--- As tarefas ---
A: Segundo o excerto sobre o templo, em que dia entrava o sumo sacerdote no Lugar Santíssimo?
B: Conte as linhas da listagem que contêm a palavra "short" e indique apenas esse número.

Após a Sua entrada triunfal, Jesus dirige-se ao templo, onde já estivera antes pelo menos uma vez, por ocasião da Festa dos Tabernáculos e onde faz um dos mais fantásticos e poderosos pronunciamentos: Se alguém tem sede, venha a mim e beba (João 7:37).
O templo era uma estrutura muito complexa. À volta do santuário em si, estendia-se de forma hierárquica uma série de átrios ou pátios. Por ordem decrescente de importância e a partir do santuário, o átrio dos sacerdotes, o átrio dos homens ou de Israel, o átrio das mulheres e o átrio dos gentios.
O santuário estava dividido e duas secções: o Lugar Santo e o Lugar Santíssimo, separados por uma grossa dupla cortina que se rasgaria de alto a baixo por ocasião da morte de Jesus. No Lugar Santo, encontrava-se o altar do incenso, o candelabro de sete braços ou Menorá, sempre aceso, e a mesa dos pães da proposição renovados todas as semanas. Quanto ao Lugar Santíssimo, era uma câmara vazia ao tempo de Jesus mas nela deveria estar a Arca da Aliança entretanto perdida. Nele entrava o sumo sacerdote uma vez por ano, no Dia da Expiação, ou Yom Kippur, o dia mais sagrado para os Judeus, em que era oferecido um sacrifício pelos pecados de todo o povo, confessados ou omitidos.
Todo o conjunto era uma estrutura que podemos classificar com um cunho profundamente hierárquico e concêntrico.
Quando o evangelho diz que “Jesus entrou no templo de Deus e expulsou todos os que vendiam e compravam no templo e derribou as mesas dos cambistas” (Mateus 21:12), temos de entender que “templo” aqui se refere não ao santuário duplo propriamente dito, mas ao local onde o edifício se erguia. Muito provavelmente, o local onde esta cena ocorreu terá sido o átrio dos gentios mais propício a uma actividade comercial de compra de animais para o sacrifício e de transacção cambial.

--- Dados do exercício ---
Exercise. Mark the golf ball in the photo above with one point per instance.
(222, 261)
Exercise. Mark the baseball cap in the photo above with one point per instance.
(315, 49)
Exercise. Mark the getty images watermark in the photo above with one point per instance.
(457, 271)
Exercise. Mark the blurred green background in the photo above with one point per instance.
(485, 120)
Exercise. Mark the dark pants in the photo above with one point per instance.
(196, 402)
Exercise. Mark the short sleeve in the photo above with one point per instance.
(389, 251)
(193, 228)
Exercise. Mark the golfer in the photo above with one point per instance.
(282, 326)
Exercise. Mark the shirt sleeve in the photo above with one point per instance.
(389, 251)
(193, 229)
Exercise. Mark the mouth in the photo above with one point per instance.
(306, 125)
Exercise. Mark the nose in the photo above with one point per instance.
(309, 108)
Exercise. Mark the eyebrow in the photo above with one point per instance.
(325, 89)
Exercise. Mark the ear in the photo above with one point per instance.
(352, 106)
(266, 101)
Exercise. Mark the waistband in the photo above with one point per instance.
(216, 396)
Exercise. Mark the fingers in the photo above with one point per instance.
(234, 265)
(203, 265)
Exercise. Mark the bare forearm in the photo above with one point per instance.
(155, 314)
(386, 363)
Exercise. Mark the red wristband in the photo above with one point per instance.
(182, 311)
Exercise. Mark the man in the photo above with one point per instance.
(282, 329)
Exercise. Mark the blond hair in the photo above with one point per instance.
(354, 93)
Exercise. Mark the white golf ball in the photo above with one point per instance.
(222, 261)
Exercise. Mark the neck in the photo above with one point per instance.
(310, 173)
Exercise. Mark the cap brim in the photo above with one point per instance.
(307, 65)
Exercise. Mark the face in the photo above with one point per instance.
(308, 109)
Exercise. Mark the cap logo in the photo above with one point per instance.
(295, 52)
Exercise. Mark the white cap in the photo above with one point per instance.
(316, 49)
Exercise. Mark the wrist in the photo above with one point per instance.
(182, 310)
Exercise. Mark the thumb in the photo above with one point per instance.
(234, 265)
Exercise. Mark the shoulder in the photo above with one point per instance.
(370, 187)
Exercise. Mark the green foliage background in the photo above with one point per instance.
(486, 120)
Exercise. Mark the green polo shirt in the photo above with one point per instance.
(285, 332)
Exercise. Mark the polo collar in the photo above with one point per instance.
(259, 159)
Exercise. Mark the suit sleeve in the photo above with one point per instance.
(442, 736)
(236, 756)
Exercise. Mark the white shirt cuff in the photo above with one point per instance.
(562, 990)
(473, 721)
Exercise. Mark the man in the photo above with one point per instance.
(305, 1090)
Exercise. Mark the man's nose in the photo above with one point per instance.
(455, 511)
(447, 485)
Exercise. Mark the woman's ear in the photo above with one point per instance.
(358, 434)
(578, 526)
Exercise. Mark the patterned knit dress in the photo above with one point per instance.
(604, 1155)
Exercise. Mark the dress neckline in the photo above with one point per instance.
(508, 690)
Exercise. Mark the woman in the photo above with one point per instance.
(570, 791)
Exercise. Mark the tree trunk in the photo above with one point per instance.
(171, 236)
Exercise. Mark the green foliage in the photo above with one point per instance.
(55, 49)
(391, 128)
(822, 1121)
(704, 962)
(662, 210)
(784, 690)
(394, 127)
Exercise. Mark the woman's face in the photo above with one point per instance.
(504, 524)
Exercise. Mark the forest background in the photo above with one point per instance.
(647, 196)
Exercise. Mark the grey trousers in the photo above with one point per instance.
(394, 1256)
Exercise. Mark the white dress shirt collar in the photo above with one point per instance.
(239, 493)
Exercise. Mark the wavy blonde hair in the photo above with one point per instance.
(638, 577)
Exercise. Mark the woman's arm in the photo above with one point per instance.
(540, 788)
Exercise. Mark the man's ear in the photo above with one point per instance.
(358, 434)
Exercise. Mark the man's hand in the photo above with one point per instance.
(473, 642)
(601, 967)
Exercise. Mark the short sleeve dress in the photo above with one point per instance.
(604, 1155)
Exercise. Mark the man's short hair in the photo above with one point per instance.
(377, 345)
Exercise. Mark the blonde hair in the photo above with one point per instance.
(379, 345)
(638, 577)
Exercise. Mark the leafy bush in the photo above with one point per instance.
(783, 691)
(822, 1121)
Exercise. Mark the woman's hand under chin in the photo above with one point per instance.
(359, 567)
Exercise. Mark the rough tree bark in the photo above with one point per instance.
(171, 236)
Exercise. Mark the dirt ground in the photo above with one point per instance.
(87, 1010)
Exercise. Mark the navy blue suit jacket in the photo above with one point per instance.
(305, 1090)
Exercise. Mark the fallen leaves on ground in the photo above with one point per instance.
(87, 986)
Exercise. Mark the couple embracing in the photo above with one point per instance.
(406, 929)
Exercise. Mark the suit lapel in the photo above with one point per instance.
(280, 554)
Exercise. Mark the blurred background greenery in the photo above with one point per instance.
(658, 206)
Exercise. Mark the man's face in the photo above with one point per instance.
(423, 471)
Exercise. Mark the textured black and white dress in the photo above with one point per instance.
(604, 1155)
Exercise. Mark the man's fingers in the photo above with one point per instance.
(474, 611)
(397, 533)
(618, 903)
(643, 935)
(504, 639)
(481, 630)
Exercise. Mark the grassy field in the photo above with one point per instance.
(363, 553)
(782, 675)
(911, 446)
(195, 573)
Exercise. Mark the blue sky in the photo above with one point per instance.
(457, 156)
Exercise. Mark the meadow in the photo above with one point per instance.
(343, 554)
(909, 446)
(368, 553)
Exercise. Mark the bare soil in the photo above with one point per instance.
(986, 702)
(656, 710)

--- Respostas do exercício ---
A: No Dia da Expiação, ou Yom Kippur, uma vez por ano.

B: 3